### What you have to do
Lay out the material below as a numbered list with one line per item, skipping any blank lines. Leave the pictures out of your answer.

### Entries

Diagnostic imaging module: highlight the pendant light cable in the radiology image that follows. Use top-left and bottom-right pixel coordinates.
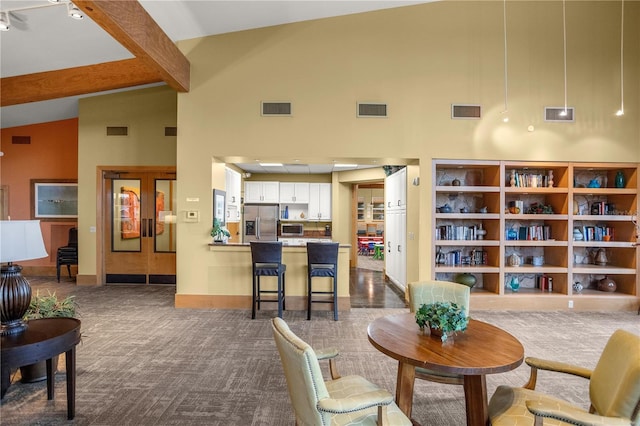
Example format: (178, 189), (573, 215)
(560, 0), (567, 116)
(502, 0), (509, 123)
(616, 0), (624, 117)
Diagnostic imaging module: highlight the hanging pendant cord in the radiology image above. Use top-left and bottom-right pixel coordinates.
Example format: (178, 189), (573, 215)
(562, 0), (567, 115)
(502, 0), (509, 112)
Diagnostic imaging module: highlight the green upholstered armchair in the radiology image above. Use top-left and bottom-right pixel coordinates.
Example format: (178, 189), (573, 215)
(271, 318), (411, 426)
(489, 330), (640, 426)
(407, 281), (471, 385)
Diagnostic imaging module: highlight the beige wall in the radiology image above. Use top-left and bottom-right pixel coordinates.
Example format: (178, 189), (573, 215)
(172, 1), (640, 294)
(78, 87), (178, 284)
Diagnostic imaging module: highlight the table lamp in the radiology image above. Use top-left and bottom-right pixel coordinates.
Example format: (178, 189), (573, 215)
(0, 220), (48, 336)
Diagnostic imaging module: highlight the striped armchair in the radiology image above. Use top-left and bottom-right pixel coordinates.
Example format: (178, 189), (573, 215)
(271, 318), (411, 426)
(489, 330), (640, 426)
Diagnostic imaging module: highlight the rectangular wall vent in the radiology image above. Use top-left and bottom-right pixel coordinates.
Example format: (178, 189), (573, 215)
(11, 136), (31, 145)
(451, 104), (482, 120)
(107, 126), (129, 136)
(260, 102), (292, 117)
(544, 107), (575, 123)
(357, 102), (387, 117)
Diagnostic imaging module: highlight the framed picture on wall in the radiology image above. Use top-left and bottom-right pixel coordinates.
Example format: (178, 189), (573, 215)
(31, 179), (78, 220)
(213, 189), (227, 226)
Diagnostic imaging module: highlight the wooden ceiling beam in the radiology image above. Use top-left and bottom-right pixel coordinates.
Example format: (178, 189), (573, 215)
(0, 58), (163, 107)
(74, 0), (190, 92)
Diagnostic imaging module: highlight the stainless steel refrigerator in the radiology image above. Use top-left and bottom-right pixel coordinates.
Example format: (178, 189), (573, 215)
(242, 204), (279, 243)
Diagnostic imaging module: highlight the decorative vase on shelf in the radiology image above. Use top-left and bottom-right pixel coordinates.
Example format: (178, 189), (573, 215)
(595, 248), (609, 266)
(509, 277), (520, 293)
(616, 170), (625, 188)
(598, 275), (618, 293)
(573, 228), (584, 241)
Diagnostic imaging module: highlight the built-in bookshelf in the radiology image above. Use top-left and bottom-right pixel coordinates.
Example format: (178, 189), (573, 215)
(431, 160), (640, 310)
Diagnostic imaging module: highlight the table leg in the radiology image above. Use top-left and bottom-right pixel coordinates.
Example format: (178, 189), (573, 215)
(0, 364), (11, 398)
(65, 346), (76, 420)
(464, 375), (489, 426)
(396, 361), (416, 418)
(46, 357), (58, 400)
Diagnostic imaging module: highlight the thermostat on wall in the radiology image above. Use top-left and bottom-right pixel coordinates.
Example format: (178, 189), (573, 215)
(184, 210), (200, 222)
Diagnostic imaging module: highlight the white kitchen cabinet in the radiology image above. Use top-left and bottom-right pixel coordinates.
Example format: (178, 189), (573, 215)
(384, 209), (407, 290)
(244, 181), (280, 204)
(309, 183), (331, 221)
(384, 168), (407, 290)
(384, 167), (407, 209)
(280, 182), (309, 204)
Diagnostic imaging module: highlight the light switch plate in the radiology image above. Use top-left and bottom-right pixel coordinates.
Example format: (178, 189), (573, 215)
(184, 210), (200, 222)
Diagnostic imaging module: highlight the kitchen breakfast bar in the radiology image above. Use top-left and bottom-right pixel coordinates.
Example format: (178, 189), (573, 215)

### Exercise answer
1. Diagnostic imaging module: highlight the pendant light cable in the radiology image that follows. Use top-left and bottom-right pixel coordinates.
2. Example format: (178, 189), (573, 215)
3. (560, 0), (567, 116)
4. (502, 0), (509, 123)
5. (616, 0), (624, 117)
6. Diagnostic imaging module: highlight the hanging pendant cord in the radiology image above. Use top-left and bottom-right pixel coordinates.
7. Example format: (178, 189), (573, 215)
8. (562, 0), (567, 115)
9. (502, 0), (509, 112)
10. Diagnostic imaging module: highlight the green upholstered armchair in the radiology image above. Use top-left and bottom-right pixel coordinates.
11. Example format: (178, 189), (573, 215)
12. (271, 318), (411, 426)
13. (489, 330), (640, 426)
14. (407, 281), (471, 385)
15. Diagnostic imaging module: highlight the beige wall in the radiology image above. Use top-left and bottom-right pixel coordinates.
16. Example format: (178, 189), (573, 215)
17. (172, 1), (640, 294)
18. (78, 87), (178, 284)
19. Diagnostic imaging module: highlight the table lamp in the radiology image above. Use top-left and bottom-right pixel coordinates.
20. Example format: (178, 189), (573, 215)
21. (0, 220), (48, 336)
22. Diagnostic imaging module: highlight the striped armchair in the radiology image above. Use top-left and bottom-right pixel coordinates.
23. Example format: (178, 189), (573, 215)
24. (271, 318), (411, 426)
25. (489, 330), (640, 426)
26. Diagnostic imaging module: highlight the rectangular wall vent in the radiology image above. Use top-left and bottom-right pixel coordinates.
27. Example format: (178, 189), (573, 215)
28. (11, 136), (31, 145)
29. (451, 104), (482, 120)
30. (107, 126), (129, 136)
31. (260, 102), (292, 117)
32. (544, 107), (575, 123)
33. (357, 102), (387, 117)
34. Diagnostic imaging module: highlight the framed picture on wall in the radiology image above. Use top-left and bottom-right pixel coordinates.
35. Example format: (178, 189), (573, 215)
36. (31, 179), (78, 220)
37. (213, 189), (227, 226)
38. Diagnostic imaging module: highlight the wooden ceiling beam in the radiology image above. Use top-left and bottom-right pixel coordinates.
39. Example format: (178, 189), (573, 215)
40. (0, 58), (163, 107)
41. (74, 0), (190, 92)
42. Diagnostic imaging module: highlight the stainless steel refrigerator in the radiology image above. Use top-left and bottom-right pixel coordinates.
43. Example format: (178, 189), (573, 215)
44. (242, 204), (279, 243)
45. Diagnostic imaging module: highlight the decorative vase on shelf in the radiology image above. Use top-left and bottom-right pixel coordinates.
46. Example format: (178, 189), (573, 215)
47. (595, 248), (609, 266)
48. (509, 277), (520, 293)
49. (616, 170), (625, 188)
50. (598, 275), (618, 293)
51. (573, 228), (584, 241)
52. Diagnostic imaging module: highlight the built-in bookshelf in the radiology image above. Use top-left and bottom-right pixel coordinates.
53. Example format: (178, 189), (573, 215)
54. (431, 160), (640, 310)
55. Diagnostic imaging module: highlight the table leg in the radiology image above. Use top-left and bottom-right pixel coordinates.
56. Example format: (178, 189), (573, 215)
57. (0, 364), (11, 398)
58. (65, 346), (76, 420)
59. (464, 375), (489, 426)
60. (396, 361), (416, 418)
61. (46, 357), (58, 400)
62. Diagnostic imaging module: highlight the thermostat on wall in the radiology image above. Use top-left and bottom-right pixel coordinates.
63. Example format: (178, 189), (573, 215)
64. (184, 210), (200, 222)
65. Diagnostic imaging module: highlight the white kitchen cabinet in the radiology image above. Use top-left and bottom-right pixel coordinates.
66. Example format: (178, 189), (573, 215)
67. (384, 209), (407, 290)
68. (244, 181), (280, 204)
69. (309, 183), (331, 221)
70. (384, 168), (407, 290)
71. (384, 167), (407, 209)
72. (280, 182), (309, 204)
73. Diagnostic imaging module: highlight the light switch plate in the radiology image above. Use top-left and bottom-right pixel coordinates.
74. Example format: (178, 189), (573, 215)
75. (184, 210), (200, 222)
76. Diagnostic imaging module: highlight the kitchen breakfast bar in the radiology image above. Use top-left and bottom-right pixel coordinates.
77. Example format: (178, 189), (573, 215)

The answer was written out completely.